TO DO:
a) Transcribe the passage about Sally from "I didn’t know how" to "had heard it." with no changes.
b) Gather every line of the records in which the word "cylinder" appears.

PROVIDED TEXT:
═══
This could be it, I thought, but I couldn’t get my hopes up. I continued to question her, asking about hair color: blonde. Eye color: blue. Height: medium. Did I know her? Yes, Sally said. You know her well.
I didn’t know how to say it. My hands were sweating.
“You should know this,” she said, sighing.
“Sally, do you have a crush on me?” I asked. Silence stretched between us, and then the yes slipped from her so soft I wasn’t quite sure I had heard it.
That night, as we lay in bed together, my mind raced. She had a boyfriend. I wanted her, and I wasn’t sure of what exactly I wanted, but I knew that I couldn’t have it. I knew that I wanted to hold her hand as we fell asleep. Then her hand found mine beneath the blankets. “I got your hand,” she said. “It’s my hand now.”

 

In the week that followed, Sally broke up with her boyfriend to be my girlfriend. We weren’t secretive about it; we held hands as we walked down the hallway, and soon everyone knew. I couldn’t enter a classroom without a swarm of eighth graders circling me, tossing question after question my way. “What’s it like to kiss a girl?” they’d ask. “What do you do together, when you’re alone?”

The truth was, we didn’t do much. We held hands and hugged, and on Sally’s thirteenth birthday, our friends – who didn’t believe that we were really girlfriends – dared us to kiss. The room was dark, and our backs were leaning against the columns of her bottom bunk. We tilted forward and kissed. Her warm breath tasted like piña colada wine cooler; her mother had bought us two six packs, enough for each of us to drink two, and we thought we were wasted.
What I didn’t yet know was that Sally sought attention, any way she could get it. I didn’t know that while I was exasperated with the crowd of questions, she lapped it up like milk. She broke up with me a week after our kiss, because she’d heard that some boy thought we’d looked hot dancing together at the school dance, and she wanted to be his girlfriend instead.
═══
DATASET ENTRIES:
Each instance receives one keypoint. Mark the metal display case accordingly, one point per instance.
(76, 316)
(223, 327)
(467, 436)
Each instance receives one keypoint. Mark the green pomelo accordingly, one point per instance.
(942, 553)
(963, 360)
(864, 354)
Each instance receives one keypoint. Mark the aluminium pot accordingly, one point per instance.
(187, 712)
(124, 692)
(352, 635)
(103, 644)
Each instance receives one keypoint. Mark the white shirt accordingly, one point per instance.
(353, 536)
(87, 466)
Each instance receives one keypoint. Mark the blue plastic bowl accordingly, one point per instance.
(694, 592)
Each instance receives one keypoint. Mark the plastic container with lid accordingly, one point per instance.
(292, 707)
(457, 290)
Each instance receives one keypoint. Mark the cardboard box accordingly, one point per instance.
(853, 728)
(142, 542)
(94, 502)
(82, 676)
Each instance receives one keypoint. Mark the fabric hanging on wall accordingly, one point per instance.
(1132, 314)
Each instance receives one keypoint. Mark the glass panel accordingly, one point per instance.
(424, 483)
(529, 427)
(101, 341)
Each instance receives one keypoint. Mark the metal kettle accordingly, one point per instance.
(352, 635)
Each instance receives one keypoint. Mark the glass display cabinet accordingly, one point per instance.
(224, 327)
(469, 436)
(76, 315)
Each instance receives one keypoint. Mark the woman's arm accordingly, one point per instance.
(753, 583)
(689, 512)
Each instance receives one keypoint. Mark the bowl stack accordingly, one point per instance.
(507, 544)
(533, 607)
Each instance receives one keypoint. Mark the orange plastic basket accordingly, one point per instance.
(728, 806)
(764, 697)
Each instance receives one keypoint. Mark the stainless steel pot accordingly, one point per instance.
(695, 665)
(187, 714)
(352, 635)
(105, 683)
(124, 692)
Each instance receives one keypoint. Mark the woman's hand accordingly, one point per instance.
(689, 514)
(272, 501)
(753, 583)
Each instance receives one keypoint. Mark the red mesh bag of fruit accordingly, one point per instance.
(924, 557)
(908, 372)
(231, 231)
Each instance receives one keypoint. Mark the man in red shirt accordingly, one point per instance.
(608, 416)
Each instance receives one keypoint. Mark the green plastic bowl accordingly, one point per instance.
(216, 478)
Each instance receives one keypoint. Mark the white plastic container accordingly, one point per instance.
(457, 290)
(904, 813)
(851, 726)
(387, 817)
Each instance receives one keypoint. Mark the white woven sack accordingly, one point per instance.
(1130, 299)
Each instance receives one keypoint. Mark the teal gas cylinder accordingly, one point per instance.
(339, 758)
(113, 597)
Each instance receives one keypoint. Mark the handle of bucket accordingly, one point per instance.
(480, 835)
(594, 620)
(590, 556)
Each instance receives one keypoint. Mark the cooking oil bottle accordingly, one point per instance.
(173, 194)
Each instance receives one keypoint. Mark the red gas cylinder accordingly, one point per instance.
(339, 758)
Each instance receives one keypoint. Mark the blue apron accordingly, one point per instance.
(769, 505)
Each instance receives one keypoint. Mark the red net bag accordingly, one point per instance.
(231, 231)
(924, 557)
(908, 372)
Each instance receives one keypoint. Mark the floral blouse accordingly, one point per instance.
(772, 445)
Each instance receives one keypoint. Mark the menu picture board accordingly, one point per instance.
═══
PER-TASK OUTPUTS:
a)
I didn’t know how to say it. My hands were sweating.
“You should know this,” she said, sighing.
“Sally, do you have a crush on me?” I asked. Silence stretched between us, and then the yes slipped from her so soft I wasn’t quite sure I had heard it.

b)
Each instance receives one keypoint. Mark the teal gas cylinder accordingly, one point per instance.
Each instance receives one keypoint. Mark the red gas cylinder accordingly, one point per instance.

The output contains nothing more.